↓
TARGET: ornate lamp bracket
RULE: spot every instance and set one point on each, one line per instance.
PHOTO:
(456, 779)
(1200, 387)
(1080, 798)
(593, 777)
↑
↓
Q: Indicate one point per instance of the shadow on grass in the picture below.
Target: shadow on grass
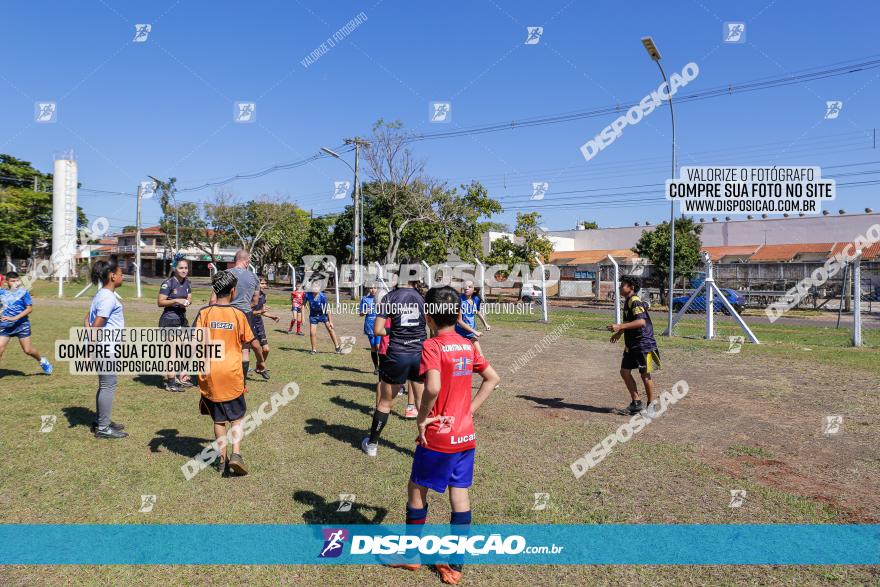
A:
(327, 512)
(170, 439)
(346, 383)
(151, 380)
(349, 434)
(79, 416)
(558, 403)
↑
↓
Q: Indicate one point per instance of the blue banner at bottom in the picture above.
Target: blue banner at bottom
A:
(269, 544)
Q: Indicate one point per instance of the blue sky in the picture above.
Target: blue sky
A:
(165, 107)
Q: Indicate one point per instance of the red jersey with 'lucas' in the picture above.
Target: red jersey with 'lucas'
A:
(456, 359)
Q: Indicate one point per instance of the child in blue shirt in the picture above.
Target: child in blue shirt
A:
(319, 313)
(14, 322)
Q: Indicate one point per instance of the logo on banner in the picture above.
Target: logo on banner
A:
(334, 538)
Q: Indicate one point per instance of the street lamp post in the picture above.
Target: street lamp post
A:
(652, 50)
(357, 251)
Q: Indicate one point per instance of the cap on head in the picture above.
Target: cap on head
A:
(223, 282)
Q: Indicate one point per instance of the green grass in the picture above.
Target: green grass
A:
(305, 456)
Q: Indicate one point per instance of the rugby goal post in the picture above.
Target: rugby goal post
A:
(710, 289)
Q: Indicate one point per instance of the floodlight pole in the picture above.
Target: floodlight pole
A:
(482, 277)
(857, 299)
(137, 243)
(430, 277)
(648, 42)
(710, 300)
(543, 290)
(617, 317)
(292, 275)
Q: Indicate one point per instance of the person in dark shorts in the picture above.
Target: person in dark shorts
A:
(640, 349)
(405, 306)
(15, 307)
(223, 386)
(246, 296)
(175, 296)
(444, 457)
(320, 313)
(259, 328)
↑
Brief: Search the listing for the word "bottom", and copy every line in which it is found.

Output below:
Q: Indicate one point per instance of the blue banner at bottom in the picture above.
Target: blue banner at bottom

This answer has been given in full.